**ASSIGNMENT**
Print the data that follows, exactly and completely.

++++

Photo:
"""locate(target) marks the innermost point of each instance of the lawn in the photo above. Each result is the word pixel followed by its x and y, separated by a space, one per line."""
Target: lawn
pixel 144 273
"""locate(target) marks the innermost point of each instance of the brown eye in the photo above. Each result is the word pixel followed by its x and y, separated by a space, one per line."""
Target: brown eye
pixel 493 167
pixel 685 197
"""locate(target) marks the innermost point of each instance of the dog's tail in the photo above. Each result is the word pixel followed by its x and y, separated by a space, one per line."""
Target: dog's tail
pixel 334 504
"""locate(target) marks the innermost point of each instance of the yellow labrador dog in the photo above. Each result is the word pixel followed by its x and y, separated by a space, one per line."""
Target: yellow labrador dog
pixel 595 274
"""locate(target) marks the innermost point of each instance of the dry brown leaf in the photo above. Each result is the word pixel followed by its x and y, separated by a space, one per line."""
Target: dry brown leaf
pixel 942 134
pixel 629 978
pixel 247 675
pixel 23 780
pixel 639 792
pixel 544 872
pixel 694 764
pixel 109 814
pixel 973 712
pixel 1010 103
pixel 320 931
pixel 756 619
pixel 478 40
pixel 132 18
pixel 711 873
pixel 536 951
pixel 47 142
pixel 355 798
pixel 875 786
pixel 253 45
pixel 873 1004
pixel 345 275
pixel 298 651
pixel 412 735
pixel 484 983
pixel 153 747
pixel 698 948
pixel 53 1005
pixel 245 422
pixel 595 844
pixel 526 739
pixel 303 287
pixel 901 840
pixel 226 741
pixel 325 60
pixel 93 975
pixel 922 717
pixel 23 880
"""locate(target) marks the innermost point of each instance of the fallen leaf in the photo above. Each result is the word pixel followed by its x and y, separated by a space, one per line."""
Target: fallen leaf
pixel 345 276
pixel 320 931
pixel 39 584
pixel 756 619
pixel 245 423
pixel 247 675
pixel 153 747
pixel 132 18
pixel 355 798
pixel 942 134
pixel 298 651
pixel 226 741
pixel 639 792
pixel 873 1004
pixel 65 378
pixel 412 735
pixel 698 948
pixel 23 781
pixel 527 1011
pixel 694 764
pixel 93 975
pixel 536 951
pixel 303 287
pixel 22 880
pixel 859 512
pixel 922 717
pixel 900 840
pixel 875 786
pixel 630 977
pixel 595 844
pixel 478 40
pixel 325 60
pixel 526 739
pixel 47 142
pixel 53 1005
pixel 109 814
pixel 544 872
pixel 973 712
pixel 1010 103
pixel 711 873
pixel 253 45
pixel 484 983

++++

**ANSWER BELOW**
Photo:
"""locate(target) marks the innermost point of each instance of the lawn in the photo above. Each result is the word pixel followed by its x and y, separated by a space, one per line."""
Target: lawn
pixel 144 273
"""locate(target) marks the innermost point of each instance of the brown eye in the photo above. Each result is the word pixel followed by its x and y, separated by a space, one per line."""
Target: brown eye
pixel 493 167
pixel 685 197
"""locate(target) marks the innermost point of each instance of the dog's tail in the photo above. Each result is the word pixel followed by its x and y, separated by a space, one per line."""
Target: dog's tail
pixel 334 504
"""locate(target) marks the innermost point of each instance of the yellow labrador dog in the photo above. Each result is the word pixel followed by its x and y, separated by a space, one per line."""
Target: yellow labrador dog
pixel 595 274
"""locate(target) marks the innermost point of each instance of the dry brown leaf in the photo above. Each result is the word pixel followed by its x and y, separated by a space, one per line."""
Target: dry brown leaf
pixel 942 134
pixel 629 978
pixel 247 675
pixel 23 780
pixel 639 792
pixel 544 872
pixel 694 764
pixel 109 814
pixel 973 712
pixel 1010 103
pixel 320 931
pixel 756 619
pixel 478 40
pixel 132 18
pixel 711 873
pixel 536 951
pixel 47 142
pixel 355 798
pixel 875 786
pixel 253 45
pixel 873 1004
pixel 345 275
pixel 298 651
pixel 412 735
pixel 484 983
pixel 153 747
pixel 698 948
pixel 53 1005
pixel 245 422
pixel 595 844
pixel 526 739
pixel 303 287
pixel 901 840
pixel 226 741
pixel 325 60
pixel 93 975
pixel 922 717
pixel 23 880
"""locate(target) marks the innermost point of each instance of the fallen leaf in the photo above. Each result is the word pixel followed by its x and y, separated by a space, one per line."""
Target: fallen leaf
pixel 345 276
pixel 320 931
pixel 39 584
pixel 756 619
pixel 245 423
pixel 247 675
pixel 153 747
pixel 132 18
pixel 355 798
pixel 942 134
pixel 298 651
pixel 226 741
pixel 639 792
pixel 873 1004
pixel 65 378
pixel 412 735
pixel 698 948
pixel 23 781
pixel 527 1011
pixel 694 764
pixel 93 975
pixel 536 951
pixel 303 287
pixel 22 880
pixel 859 512
pixel 922 717
pixel 900 840
pixel 875 786
pixel 630 977
pixel 595 844
pixel 478 40
pixel 325 60
pixel 526 739
pixel 47 142
pixel 53 1005
pixel 109 814
pixel 544 872
pixel 973 712
pixel 1010 103
pixel 711 873
pixel 253 45
pixel 484 983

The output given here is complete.